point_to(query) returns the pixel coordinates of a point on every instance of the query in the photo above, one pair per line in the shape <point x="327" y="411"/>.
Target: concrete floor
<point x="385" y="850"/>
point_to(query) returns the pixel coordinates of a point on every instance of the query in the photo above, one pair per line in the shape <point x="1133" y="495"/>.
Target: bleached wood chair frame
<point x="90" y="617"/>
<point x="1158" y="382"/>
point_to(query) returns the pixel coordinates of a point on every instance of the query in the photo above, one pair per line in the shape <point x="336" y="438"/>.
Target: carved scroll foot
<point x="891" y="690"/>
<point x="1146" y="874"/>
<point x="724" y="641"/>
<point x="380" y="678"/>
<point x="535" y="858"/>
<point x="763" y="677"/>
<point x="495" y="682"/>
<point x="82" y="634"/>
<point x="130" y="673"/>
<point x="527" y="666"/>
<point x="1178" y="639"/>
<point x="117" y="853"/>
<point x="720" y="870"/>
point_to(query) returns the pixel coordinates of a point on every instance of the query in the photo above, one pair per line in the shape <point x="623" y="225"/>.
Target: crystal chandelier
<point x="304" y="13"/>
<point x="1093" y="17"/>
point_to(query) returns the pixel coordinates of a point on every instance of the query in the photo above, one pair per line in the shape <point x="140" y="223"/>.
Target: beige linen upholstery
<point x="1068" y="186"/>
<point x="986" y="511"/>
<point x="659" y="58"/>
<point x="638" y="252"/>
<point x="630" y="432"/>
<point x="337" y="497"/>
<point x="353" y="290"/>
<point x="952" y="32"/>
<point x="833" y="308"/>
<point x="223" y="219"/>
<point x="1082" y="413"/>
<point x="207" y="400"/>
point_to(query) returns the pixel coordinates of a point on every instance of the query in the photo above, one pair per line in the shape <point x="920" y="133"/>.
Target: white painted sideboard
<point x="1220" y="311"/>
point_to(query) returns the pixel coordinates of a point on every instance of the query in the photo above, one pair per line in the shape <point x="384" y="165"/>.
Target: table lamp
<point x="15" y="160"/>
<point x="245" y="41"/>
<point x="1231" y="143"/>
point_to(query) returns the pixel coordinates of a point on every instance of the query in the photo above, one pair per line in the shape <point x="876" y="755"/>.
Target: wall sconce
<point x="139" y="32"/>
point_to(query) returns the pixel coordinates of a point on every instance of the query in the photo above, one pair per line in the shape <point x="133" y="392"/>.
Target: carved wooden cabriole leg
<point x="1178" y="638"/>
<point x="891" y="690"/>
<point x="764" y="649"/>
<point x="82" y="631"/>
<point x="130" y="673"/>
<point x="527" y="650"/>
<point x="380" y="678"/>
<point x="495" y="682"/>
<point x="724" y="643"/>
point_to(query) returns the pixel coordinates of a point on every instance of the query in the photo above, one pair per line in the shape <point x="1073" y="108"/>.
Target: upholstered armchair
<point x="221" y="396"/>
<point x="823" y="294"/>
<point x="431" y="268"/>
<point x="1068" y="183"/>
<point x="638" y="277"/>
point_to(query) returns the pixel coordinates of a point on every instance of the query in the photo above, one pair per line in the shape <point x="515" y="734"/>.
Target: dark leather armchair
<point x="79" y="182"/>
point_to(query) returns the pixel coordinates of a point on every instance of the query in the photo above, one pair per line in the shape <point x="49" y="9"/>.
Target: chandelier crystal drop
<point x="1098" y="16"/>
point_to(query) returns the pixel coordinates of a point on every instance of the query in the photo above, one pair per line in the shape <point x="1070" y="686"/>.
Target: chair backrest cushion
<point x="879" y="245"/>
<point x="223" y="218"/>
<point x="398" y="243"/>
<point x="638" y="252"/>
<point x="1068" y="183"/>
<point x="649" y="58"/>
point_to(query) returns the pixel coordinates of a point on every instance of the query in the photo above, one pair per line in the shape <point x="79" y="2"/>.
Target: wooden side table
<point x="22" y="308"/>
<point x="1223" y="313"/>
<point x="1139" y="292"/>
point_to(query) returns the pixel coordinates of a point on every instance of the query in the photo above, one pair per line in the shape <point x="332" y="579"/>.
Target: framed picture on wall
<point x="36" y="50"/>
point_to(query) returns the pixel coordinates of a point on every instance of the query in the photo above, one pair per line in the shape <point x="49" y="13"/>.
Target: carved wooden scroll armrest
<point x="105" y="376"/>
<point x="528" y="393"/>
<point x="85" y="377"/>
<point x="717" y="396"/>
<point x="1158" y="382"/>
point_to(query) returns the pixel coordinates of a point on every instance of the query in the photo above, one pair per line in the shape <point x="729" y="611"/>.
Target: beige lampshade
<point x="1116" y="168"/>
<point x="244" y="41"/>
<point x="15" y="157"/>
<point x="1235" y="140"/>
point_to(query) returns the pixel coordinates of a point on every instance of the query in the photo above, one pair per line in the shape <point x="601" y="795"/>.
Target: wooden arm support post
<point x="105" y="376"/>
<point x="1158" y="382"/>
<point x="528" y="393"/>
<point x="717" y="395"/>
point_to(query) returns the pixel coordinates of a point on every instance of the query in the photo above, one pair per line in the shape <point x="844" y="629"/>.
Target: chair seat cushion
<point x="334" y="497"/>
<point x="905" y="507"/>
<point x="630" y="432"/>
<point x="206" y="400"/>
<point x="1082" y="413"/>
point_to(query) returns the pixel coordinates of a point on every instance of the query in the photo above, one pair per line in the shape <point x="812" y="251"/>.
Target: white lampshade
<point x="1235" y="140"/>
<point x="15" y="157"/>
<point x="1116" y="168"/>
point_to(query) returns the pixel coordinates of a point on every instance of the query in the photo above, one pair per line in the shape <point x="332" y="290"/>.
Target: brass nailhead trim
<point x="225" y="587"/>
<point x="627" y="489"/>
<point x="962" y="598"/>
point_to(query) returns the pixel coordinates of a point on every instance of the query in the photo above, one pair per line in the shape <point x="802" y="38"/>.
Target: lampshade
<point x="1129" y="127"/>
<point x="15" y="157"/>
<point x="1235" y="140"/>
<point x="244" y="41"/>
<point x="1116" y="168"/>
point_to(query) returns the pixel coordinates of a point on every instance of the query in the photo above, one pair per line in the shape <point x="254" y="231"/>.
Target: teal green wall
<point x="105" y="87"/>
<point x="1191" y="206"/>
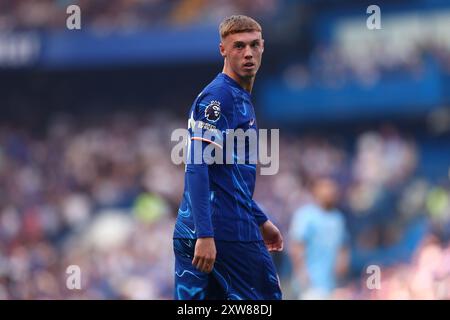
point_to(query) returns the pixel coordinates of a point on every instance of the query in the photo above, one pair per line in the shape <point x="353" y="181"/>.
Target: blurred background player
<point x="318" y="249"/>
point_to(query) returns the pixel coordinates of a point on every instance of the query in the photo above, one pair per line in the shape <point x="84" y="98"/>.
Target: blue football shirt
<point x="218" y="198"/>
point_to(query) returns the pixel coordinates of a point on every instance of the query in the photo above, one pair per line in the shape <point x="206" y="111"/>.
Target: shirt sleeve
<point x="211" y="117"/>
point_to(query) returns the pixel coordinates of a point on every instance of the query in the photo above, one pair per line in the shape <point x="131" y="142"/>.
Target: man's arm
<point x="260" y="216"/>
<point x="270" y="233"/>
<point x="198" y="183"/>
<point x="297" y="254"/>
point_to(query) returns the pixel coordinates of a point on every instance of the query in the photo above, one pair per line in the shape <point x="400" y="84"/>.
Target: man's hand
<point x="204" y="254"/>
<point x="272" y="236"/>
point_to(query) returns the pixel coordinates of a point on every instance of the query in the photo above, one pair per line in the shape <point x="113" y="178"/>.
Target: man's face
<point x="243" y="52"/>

· · · ·

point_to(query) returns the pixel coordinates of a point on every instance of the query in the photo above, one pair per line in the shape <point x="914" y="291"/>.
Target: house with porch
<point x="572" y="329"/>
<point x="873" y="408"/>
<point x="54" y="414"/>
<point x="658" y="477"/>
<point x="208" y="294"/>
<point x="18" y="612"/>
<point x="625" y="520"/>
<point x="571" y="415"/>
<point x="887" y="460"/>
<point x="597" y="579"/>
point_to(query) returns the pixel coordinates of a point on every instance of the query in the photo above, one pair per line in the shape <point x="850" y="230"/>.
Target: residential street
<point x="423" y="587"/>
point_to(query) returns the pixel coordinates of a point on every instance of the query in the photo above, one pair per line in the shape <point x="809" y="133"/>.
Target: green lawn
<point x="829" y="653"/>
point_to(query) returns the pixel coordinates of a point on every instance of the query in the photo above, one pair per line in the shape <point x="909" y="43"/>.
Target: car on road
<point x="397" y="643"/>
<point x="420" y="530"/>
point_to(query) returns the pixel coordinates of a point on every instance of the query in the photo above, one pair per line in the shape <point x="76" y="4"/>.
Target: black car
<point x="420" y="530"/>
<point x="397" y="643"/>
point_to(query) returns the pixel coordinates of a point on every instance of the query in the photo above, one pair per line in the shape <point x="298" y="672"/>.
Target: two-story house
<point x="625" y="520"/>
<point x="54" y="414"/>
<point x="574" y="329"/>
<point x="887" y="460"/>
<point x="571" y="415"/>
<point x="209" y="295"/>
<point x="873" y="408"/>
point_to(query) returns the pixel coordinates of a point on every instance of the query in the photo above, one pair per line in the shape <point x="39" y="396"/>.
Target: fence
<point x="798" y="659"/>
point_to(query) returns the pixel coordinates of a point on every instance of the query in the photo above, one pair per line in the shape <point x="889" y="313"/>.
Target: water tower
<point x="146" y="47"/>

· · · ·

- Task description
Select every line in the data above that contains the word "carved", matching case exactly.

- Final answer
Target: carved scroll foot
Target: carved wooden cabriole leg
Target: carved wooden scroll armrest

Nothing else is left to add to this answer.